SET TASK: Transcribe the tail of the listing: start at the line containing "Objective: one point per instance of the roof" and stop after the last line, keeping every character as is and adding nothing.

RECORDS FOR THE EXERCISE:
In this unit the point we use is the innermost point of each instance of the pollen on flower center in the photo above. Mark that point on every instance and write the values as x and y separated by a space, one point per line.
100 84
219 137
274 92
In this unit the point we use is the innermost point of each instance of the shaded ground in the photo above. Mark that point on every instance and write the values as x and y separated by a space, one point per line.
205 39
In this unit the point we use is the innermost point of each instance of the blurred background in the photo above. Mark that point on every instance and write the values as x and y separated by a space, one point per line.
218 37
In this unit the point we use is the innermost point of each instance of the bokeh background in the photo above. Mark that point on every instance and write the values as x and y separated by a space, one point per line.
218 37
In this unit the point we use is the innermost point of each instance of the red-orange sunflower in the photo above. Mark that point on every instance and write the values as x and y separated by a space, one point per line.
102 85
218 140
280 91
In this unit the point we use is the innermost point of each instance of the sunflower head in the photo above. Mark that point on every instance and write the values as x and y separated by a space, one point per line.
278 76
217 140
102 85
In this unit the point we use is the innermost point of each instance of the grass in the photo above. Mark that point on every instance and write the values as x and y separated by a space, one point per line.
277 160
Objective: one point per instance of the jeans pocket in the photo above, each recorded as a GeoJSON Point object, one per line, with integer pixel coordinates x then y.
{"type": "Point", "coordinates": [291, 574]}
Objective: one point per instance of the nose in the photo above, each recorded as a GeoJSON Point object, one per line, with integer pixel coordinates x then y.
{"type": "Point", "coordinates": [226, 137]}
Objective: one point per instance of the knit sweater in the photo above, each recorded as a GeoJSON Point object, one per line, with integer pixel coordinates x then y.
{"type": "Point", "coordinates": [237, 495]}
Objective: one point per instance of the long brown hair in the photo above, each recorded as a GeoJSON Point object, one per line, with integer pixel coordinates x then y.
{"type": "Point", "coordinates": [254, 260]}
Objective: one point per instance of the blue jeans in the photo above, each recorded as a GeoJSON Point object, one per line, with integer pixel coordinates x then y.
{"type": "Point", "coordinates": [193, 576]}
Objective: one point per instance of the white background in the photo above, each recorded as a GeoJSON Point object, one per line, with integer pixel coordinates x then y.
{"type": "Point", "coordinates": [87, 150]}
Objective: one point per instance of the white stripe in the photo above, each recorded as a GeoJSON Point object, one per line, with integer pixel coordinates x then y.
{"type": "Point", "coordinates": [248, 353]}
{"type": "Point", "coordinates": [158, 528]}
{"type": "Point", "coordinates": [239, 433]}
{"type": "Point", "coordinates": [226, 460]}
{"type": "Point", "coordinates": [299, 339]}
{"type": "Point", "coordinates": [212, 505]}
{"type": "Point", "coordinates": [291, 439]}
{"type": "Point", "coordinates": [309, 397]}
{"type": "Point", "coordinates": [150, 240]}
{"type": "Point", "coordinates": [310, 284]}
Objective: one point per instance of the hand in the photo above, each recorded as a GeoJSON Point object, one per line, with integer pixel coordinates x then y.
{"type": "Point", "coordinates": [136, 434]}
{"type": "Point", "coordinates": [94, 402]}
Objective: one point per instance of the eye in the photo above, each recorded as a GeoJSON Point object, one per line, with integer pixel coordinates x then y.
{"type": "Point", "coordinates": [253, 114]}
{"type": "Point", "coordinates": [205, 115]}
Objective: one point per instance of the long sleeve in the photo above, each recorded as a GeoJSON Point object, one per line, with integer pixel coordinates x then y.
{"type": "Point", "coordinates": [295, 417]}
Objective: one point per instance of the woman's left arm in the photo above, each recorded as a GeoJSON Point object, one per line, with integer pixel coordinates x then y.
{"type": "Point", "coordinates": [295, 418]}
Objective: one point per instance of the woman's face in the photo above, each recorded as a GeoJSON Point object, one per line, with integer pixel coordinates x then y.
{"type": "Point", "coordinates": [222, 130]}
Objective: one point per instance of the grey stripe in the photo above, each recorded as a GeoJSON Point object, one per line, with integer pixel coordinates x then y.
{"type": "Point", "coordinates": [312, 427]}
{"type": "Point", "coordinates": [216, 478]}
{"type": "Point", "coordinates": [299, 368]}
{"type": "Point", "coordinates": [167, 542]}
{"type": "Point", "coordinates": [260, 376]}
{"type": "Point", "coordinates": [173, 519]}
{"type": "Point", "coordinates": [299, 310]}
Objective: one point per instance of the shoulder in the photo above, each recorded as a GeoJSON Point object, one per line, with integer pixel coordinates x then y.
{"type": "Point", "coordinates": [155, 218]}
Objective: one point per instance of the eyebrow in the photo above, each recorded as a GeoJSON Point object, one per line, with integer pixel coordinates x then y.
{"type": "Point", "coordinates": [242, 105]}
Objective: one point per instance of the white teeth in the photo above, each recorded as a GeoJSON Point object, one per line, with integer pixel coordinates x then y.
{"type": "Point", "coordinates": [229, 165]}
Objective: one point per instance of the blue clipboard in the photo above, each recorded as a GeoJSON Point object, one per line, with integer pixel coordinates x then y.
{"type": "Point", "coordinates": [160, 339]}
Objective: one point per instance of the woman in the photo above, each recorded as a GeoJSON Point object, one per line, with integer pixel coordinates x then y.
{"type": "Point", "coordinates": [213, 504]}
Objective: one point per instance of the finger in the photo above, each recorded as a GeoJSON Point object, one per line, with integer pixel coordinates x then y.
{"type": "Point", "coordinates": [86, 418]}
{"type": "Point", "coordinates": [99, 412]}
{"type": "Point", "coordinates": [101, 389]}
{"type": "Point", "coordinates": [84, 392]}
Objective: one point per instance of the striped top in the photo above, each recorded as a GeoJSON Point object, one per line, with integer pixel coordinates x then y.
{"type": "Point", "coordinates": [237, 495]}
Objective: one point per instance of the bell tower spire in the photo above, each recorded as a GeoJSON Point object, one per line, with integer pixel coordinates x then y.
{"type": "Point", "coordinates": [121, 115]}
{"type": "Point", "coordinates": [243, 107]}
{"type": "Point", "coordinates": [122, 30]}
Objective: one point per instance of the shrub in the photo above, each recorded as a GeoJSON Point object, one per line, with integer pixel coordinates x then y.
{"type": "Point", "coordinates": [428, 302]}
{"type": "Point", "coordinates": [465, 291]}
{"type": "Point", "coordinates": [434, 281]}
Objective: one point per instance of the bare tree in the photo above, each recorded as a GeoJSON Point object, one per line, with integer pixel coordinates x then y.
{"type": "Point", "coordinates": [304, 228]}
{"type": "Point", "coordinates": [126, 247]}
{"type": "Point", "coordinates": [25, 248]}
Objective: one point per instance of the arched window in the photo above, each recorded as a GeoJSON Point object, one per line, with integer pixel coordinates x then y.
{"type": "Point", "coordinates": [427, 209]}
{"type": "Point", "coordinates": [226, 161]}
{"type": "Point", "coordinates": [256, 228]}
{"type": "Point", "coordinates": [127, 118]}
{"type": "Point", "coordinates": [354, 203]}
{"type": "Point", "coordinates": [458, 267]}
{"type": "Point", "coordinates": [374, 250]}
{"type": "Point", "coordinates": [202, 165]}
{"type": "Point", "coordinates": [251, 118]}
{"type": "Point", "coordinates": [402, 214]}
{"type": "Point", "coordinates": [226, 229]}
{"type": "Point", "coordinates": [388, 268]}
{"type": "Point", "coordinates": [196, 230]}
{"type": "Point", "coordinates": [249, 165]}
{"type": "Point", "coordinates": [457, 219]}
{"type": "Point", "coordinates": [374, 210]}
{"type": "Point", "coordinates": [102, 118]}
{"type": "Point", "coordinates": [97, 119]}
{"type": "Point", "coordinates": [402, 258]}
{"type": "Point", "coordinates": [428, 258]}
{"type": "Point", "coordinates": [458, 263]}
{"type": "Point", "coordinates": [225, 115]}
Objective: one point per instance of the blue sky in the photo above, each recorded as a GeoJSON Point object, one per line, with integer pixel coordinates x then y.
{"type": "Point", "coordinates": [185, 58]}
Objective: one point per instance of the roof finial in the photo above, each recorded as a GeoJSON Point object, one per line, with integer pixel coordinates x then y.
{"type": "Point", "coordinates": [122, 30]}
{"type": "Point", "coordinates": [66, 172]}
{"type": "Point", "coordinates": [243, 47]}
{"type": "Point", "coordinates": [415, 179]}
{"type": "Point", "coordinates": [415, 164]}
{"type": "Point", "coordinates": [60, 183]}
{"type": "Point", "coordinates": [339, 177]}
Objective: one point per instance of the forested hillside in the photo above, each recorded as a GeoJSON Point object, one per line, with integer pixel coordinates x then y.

COMPLETE OUTPUT:
Objective: one point per instance of the roof finial in the photo above, each recorded as a GeoJSON Point object, one per line, with integer pixel coordinates x then y.
{"type": "Point", "coordinates": [122, 30]}
{"type": "Point", "coordinates": [66, 172]}
{"type": "Point", "coordinates": [243, 47]}
{"type": "Point", "coordinates": [415, 179]}
{"type": "Point", "coordinates": [415, 164]}
{"type": "Point", "coordinates": [60, 183]}
{"type": "Point", "coordinates": [339, 177]}
Objective: one point per instance of the forested hillside in the photo above, each recorded as a GeoJSON Point object, one per line, with integer pixel coordinates x then y.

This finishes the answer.